*** Data excerpts ***

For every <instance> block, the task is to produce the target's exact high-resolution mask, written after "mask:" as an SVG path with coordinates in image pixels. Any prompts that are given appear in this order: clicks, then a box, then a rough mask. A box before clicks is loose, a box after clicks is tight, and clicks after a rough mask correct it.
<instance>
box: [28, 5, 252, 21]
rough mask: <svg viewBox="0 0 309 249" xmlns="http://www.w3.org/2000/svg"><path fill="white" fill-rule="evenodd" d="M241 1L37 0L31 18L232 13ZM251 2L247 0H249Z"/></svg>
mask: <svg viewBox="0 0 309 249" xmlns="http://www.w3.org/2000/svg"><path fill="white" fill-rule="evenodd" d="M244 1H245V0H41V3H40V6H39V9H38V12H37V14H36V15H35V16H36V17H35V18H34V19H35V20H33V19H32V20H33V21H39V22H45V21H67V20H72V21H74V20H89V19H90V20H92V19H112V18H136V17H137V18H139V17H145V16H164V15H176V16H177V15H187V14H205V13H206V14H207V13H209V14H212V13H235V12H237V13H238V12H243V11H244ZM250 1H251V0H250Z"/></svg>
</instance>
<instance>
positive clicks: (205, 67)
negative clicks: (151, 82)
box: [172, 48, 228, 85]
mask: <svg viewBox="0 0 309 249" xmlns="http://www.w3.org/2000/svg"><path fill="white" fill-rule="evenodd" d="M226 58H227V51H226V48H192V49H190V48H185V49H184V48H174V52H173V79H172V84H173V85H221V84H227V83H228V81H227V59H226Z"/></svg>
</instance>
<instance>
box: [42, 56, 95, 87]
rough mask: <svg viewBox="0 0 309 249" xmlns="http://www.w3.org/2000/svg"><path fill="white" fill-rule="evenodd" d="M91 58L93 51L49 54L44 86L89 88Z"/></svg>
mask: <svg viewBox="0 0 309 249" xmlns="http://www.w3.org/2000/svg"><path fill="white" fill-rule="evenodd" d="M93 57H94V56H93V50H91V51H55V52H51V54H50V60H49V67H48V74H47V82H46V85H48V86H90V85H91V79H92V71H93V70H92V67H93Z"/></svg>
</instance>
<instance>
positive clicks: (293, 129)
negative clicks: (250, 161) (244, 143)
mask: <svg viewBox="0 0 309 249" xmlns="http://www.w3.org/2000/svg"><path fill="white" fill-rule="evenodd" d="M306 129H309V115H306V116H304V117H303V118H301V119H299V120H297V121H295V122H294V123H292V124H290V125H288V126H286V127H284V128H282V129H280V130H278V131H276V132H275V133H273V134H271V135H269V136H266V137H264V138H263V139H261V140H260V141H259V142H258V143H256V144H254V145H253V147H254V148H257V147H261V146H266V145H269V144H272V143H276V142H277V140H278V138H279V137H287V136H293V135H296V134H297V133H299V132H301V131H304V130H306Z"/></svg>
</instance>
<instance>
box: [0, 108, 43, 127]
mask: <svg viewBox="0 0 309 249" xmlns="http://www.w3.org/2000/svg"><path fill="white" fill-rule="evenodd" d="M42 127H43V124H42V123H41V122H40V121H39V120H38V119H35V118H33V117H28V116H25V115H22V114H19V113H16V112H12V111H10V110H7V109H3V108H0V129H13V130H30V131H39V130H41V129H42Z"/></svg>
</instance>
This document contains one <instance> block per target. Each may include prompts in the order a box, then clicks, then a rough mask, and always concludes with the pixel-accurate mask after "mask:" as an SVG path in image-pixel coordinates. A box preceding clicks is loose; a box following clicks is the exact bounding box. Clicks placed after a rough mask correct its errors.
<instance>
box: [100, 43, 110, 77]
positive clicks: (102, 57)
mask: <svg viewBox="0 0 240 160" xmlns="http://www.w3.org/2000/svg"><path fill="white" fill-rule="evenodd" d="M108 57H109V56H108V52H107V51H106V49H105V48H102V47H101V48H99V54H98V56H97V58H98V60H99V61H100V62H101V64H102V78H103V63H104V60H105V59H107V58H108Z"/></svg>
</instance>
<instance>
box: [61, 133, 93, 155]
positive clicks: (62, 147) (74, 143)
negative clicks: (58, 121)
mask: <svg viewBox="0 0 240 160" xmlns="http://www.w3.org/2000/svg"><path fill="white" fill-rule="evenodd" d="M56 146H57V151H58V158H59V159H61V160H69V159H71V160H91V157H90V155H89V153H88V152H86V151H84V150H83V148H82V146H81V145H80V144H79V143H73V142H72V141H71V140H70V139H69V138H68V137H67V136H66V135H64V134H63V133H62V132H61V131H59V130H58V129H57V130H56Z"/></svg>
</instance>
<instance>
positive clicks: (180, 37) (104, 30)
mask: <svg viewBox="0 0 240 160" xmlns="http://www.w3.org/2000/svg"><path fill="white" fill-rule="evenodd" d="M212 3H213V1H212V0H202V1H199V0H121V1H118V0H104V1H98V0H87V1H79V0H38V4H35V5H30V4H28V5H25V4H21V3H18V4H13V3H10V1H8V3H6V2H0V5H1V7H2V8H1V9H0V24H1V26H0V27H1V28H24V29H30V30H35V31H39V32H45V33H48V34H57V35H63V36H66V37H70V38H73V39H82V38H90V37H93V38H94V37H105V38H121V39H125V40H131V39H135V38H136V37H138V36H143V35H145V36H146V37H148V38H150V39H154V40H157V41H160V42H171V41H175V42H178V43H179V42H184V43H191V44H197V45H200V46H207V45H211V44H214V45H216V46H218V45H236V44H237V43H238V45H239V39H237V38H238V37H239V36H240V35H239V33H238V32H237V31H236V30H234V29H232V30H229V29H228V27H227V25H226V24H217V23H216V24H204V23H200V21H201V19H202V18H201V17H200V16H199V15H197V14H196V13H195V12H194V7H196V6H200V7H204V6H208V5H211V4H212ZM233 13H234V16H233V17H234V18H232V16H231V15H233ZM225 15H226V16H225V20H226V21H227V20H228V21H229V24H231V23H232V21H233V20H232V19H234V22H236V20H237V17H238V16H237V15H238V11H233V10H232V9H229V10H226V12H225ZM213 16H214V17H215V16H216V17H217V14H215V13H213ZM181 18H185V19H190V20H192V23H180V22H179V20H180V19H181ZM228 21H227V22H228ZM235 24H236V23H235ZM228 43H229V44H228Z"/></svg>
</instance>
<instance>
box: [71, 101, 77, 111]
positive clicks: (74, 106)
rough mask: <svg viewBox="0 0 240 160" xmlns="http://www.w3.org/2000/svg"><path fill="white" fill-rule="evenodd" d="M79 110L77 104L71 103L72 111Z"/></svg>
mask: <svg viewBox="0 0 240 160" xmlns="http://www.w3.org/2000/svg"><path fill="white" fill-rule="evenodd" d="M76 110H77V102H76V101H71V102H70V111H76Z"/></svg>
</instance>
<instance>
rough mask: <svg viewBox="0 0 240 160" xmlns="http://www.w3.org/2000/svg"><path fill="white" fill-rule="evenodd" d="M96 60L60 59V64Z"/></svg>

*** End of Data excerpts ***

» **Exercise directions**: Recopy the entries above in their entirety, exactly.

» **Exercise answer**:
For every <instance> block, the task is to produce the target's exact high-resolution mask, written after "mask:" as an SVG path with coordinates in image pixels. Any prompts that are given appear in this order: clicks, then a box, then a rough mask. A box before clicks is loose, a box after clicks is tight, and clicks after a rough mask correct it.
<instance>
box: [28, 5, 252, 21]
rough mask: <svg viewBox="0 0 309 249" xmlns="http://www.w3.org/2000/svg"><path fill="white" fill-rule="evenodd" d="M241 1L37 0L31 18L232 13ZM251 2L247 0H249Z"/></svg>
mask: <svg viewBox="0 0 309 249" xmlns="http://www.w3.org/2000/svg"><path fill="white" fill-rule="evenodd" d="M244 1H245V0H41V3H40V6H39V9H38V12H37V14H36V15H35V16H36V17H35V18H34V19H35V20H33V19H32V20H33V21H39V22H45V21H67V20H72V21H74V20H89V19H90V20H92V19H112V18H136V17H137V18H139V17H145V16H164V15H176V16H177V15H187V14H205V13H206V14H207V13H209V14H212V13H235V12H237V13H238V12H243V11H244ZM250 1H251V0H250Z"/></svg>
</instance>
<instance>
positive clicks: (205, 67)
negative clicks: (151, 82)
box: [172, 48, 228, 85]
mask: <svg viewBox="0 0 309 249" xmlns="http://www.w3.org/2000/svg"><path fill="white" fill-rule="evenodd" d="M226 58H227V51H226V48H192V49H190V48H185V49H184V48H174V52H173V79H172V84H173V85H221V84H227V83H228V81H227V59H226Z"/></svg>
</instance>
<instance>
box: [42, 56, 95, 87]
rough mask: <svg viewBox="0 0 309 249" xmlns="http://www.w3.org/2000/svg"><path fill="white" fill-rule="evenodd" d="M91 58L93 51L49 54L44 86L89 88Z"/></svg>
mask: <svg viewBox="0 0 309 249" xmlns="http://www.w3.org/2000/svg"><path fill="white" fill-rule="evenodd" d="M93 57H94V56H93V50H91V51H55V52H51V54H50V60H49V67H48V74H47V82H46V85H48V86H90V85H91V79H92V71H93V70H92V67H93Z"/></svg>
</instance>
<instance>
positive clicks: (293, 129)
negative clicks: (250, 161) (244, 143)
mask: <svg viewBox="0 0 309 249" xmlns="http://www.w3.org/2000/svg"><path fill="white" fill-rule="evenodd" d="M306 129H309V115H306V116H304V117H303V118H301V119H299V120H297V121H295V122H294V123H292V124H290V125H288V126H286V127H284V128H282V129H280V130H278V131H276V132H275V133H273V134H271V135H269V136H266V137H264V138H263V139H261V140H260V141H259V142H258V143H256V144H254V145H253V147H254V148H257V147H261V146H266V145H269V144H272V143H276V142H277V140H278V138H279V137H287V136H293V135H296V134H297V133H299V132H301V131H304V130H306Z"/></svg>
</instance>
<instance>
box: [0, 108, 43, 127]
mask: <svg viewBox="0 0 309 249" xmlns="http://www.w3.org/2000/svg"><path fill="white" fill-rule="evenodd" d="M42 127H43V124H42V123H41V122H40V121H39V120H38V119H35V118H33V117H28V116H25V115H22V114H19V113H16V112H12V111H10V110H7V109H3V108H0V129H13V130H30V131H39V130H41V129H42Z"/></svg>
</instance>
This document contains one <instance> block per target. Each may include prompts in the order a box, then clicks, then a rough mask, and always concludes with the pixel-accurate mask after "mask:" as an SVG path in image-pixel coordinates. A box preceding clicks is loose; a box following clicks is the exact bounding box. Clicks placed after a rough mask correct its errors.
<instance>
box: [100, 43, 110, 77]
positive clicks: (102, 57)
mask: <svg viewBox="0 0 240 160" xmlns="http://www.w3.org/2000/svg"><path fill="white" fill-rule="evenodd" d="M108 57H109V56H108V52H107V51H106V49H105V48H102V47H101V48H99V54H98V56H97V58H98V60H99V61H100V62H101V64H102V78H103V63H104V60H105V59H107V58H108Z"/></svg>
</instance>
<instance>
box: [61, 133, 93, 155]
positive clicks: (62, 147) (74, 143)
negative clicks: (58, 121)
mask: <svg viewBox="0 0 240 160" xmlns="http://www.w3.org/2000/svg"><path fill="white" fill-rule="evenodd" d="M56 146H57V151H58V158H59V159H61V160H69V159H71V160H91V157H90V155H89V153H88V152H86V151H84V150H83V148H82V146H81V145H80V144H79V143H73V142H72V141H71V140H70V139H69V138H68V137H67V136H66V135H64V134H63V133H62V132H61V131H59V130H58V129H57V130H56Z"/></svg>
</instance>
<instance>
positive clicks: (180, 37) (104, 30)
mask: <svg viewBox="0 0 240 160" xmlns="http://www.w3.org/2000/svg"><path fill="white" fill-rule="evenodd" d="M212 3H213V1H212V0H202V1H199V0H121V1H118V0H104V1H98V0H87V1H79V0H38V4H35V5H30V4H28V5H25V4H21V3H18V4H13V3H10V1H8V3H6V2H0V5H1V7H2V8H1V9H0V24H1V26H0V27H1V28H24V29H30V30H35V31H39V32H45V33H48V34H57V35H63V36H66V37H70V38H73V39H82V38H90V37H93V38H94V37H105V38H121V39H125V40H131V39H135V38H136V37H138V36H143V35H145V36H146V37H148V38H150V39H154V40H157V41H160V42H171V41H175V42H178V43H179V42H184V43H191V44H197V45H200V46H207V45H211V44H214V45H216V46H218V45H236V44H237V43H238V45H239V39H237V38H238V37H239V36H240V35H239V33H238V32H237V31H236V30H234V29H232V30H229V29H228V27H227V25H226V24H217V23H216V24H204V23H200V21H201V19H202V18H201V17H200V16H199V15H197V14H196V13H195V12H194V7H196V6H200V7H204V6H208V5H211V4H212ZM233 13H234V16H233V17H234V18H232V16H231V15H233ZM225 15H226V16H225V20H226V21H227V20H228V21H229V24H231V23H232V21H233V20H232V19H234V22H236V20H237V17H238V16H237V15H238V11H233V10H232V9H229V10H226V12H225ZM213 16H214V17H215V16H216V17H217V14H215V13H213ZM181 18H185V19H190V20H192V23H180V22H179V20H180V19H181ZM228 21H227V22H228ZM235 24H236V23H235ZM228 43H229V44H228Z"/></svg>
</instance>
<instance>
box: [71, 101, 77, 111]
positive clicks: (74, 106)
rough mask: <svg viewBox="0 0 240 160" xmlns="http://www.w3.org/2000/svg"><path fill="white" fill-rule="evenodd" d="M79 110L77 104L71 103L72 111Z"/></svg>
mask: <svg viewBox="0 0 240 160" xmlns="http://www.w3.org/2000/svg"><path fill="white" fill-rule="evenodd" d="M76 110H77V102H76V101H71V102H70V111H76Z"/></svg>
</instance>
<instance>
rough mask: <svg viewBox="0 0 240 160" xmlns="http://www.w3.org/2000/svg"><path fill="white" fill-rule="evenodd" d="M96 60L60 59V64Z"/></svg>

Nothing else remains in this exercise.